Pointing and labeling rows
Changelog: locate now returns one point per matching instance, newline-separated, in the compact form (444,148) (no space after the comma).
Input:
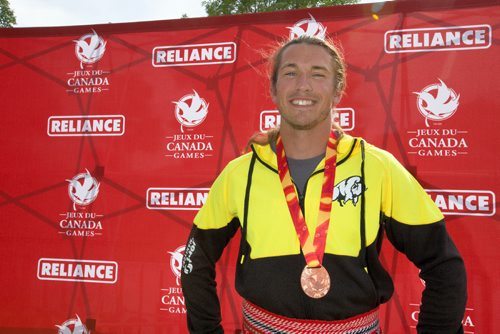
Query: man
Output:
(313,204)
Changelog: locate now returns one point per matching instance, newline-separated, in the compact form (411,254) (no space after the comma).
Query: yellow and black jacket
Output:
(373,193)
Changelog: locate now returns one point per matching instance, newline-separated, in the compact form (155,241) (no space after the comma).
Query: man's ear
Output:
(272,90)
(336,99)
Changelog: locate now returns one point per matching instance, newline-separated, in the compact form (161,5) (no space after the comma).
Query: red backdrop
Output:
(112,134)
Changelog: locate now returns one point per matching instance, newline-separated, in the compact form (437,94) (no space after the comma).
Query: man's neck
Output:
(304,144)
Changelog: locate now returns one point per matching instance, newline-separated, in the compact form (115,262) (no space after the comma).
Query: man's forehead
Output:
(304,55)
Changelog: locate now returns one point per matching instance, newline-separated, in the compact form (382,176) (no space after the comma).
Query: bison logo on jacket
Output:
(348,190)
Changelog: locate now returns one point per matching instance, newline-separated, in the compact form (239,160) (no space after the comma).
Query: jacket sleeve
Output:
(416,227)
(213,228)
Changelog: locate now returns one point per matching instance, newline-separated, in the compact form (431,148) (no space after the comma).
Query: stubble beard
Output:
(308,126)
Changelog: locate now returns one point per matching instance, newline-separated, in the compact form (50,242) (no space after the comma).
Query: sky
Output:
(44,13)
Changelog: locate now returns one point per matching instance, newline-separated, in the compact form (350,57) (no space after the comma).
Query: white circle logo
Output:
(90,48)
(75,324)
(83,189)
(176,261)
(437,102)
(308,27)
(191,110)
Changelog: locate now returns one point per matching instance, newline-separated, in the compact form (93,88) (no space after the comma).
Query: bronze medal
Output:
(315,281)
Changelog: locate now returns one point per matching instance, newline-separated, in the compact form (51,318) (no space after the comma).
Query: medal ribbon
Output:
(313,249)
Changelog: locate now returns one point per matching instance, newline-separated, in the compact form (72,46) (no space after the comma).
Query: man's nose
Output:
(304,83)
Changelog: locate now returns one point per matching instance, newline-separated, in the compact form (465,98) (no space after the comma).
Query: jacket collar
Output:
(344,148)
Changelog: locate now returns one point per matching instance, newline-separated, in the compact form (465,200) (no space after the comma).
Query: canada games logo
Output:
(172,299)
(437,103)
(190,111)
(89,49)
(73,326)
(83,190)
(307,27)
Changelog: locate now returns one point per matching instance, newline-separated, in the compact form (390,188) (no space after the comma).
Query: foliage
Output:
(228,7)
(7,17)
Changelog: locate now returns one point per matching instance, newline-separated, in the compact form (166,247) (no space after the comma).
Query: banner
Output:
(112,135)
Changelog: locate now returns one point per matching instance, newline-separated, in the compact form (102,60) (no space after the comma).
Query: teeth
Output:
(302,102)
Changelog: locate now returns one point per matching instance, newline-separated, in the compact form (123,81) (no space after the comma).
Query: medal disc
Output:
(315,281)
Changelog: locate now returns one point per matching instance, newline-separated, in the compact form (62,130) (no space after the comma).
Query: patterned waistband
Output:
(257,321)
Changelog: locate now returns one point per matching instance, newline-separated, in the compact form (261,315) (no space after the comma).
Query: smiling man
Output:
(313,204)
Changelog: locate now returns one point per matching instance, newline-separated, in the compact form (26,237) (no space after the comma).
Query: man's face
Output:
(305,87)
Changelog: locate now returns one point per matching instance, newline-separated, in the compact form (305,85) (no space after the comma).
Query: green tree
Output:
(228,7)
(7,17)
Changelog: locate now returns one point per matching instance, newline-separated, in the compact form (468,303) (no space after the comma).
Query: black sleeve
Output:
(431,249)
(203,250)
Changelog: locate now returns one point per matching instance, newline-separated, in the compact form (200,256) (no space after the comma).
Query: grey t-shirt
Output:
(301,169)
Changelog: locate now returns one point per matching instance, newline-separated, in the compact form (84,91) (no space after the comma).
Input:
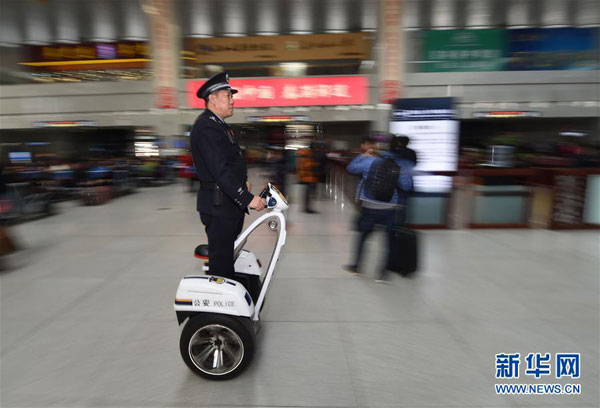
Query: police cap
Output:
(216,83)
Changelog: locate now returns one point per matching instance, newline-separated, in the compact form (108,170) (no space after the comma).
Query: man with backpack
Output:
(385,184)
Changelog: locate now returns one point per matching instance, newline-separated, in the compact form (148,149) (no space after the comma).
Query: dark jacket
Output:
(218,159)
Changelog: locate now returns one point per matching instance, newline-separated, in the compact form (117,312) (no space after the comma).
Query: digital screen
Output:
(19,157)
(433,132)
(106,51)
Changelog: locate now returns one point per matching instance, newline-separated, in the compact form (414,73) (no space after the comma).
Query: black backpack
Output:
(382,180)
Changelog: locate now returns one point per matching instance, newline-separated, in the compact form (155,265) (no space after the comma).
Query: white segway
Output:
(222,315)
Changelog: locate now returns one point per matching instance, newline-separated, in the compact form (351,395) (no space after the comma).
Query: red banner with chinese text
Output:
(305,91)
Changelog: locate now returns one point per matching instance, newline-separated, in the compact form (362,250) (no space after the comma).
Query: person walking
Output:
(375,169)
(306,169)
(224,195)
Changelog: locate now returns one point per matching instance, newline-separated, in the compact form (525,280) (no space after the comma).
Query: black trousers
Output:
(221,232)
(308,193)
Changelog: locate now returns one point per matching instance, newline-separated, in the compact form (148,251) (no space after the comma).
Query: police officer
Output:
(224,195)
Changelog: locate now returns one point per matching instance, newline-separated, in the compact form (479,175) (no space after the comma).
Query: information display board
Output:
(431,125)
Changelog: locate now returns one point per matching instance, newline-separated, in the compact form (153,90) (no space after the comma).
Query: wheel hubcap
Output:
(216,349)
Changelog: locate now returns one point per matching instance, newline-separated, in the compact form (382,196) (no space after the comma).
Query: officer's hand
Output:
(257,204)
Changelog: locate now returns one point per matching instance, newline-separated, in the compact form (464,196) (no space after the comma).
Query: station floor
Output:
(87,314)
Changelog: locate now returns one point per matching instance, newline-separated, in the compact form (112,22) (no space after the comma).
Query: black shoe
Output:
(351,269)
---
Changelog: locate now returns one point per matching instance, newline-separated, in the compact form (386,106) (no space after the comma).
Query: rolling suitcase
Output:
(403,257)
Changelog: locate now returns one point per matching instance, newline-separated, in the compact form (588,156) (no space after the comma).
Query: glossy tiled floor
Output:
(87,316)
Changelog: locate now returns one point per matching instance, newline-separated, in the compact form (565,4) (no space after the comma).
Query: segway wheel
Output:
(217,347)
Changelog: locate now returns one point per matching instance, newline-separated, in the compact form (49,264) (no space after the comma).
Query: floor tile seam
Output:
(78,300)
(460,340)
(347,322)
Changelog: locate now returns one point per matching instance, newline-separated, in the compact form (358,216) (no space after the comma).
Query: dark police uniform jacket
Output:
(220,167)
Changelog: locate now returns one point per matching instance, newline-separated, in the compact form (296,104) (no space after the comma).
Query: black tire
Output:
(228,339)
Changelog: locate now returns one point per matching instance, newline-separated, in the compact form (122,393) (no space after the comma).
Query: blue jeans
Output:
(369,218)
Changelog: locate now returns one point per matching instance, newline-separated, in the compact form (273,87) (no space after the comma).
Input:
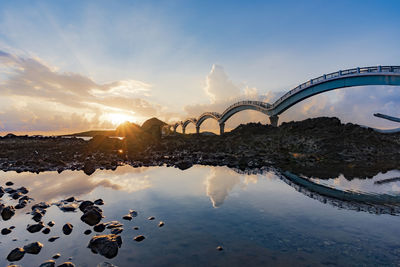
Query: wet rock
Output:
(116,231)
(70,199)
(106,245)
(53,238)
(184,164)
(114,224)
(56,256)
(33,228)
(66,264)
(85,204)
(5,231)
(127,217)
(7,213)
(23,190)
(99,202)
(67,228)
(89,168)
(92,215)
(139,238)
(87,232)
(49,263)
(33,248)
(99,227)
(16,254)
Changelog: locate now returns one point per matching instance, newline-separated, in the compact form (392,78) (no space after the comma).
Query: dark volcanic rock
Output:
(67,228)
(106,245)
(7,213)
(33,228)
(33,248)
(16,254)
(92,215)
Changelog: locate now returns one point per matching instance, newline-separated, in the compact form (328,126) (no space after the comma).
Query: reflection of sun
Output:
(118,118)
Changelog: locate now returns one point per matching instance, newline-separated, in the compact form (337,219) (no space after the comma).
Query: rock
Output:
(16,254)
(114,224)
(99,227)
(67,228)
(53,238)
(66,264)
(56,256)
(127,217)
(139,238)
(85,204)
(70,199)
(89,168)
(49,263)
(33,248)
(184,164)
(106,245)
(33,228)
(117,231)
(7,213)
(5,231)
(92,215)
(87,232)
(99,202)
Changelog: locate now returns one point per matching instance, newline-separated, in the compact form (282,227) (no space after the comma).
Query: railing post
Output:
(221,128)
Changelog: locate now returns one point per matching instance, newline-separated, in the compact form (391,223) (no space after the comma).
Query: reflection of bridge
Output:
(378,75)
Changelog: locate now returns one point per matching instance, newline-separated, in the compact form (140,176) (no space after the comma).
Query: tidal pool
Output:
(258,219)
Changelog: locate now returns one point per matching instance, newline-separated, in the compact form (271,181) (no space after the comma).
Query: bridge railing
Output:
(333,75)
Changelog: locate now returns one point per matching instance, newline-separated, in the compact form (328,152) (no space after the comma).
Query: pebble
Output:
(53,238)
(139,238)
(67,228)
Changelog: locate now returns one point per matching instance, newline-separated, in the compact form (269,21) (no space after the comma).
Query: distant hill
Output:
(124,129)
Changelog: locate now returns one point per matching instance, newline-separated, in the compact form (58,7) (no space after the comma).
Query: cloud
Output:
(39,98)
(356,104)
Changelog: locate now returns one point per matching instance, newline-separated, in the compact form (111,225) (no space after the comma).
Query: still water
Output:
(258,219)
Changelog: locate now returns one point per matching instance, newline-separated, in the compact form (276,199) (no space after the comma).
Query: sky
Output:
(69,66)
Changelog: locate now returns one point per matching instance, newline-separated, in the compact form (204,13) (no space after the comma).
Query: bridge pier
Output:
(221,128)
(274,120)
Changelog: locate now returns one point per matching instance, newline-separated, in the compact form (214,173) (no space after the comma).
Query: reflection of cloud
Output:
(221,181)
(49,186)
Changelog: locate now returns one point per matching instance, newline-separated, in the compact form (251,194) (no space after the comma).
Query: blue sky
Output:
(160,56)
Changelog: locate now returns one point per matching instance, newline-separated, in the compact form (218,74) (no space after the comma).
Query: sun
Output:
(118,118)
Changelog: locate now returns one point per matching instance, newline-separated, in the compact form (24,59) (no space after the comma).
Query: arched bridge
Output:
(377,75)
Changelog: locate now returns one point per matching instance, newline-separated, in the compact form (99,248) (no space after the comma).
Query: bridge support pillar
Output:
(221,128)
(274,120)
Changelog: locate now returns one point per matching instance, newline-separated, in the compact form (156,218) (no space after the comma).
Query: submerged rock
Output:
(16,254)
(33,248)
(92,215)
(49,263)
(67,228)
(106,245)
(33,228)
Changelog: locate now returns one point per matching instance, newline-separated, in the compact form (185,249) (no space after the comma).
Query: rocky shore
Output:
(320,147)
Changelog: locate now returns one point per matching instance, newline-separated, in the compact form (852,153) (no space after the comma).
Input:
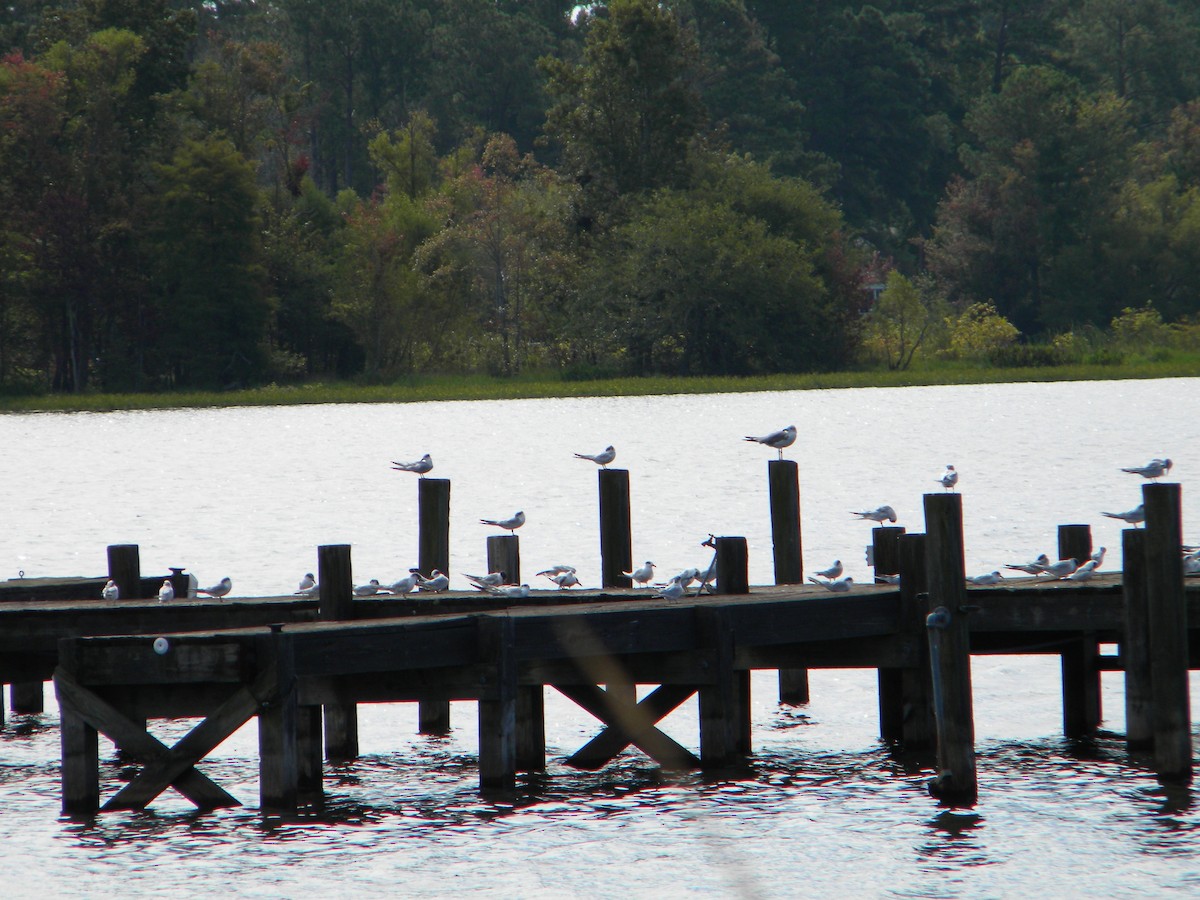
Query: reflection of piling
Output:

* Job: Count the lines in the rows above that contain the string "officer", treating case as significant. Reply with the number alone.

* Written solution: 2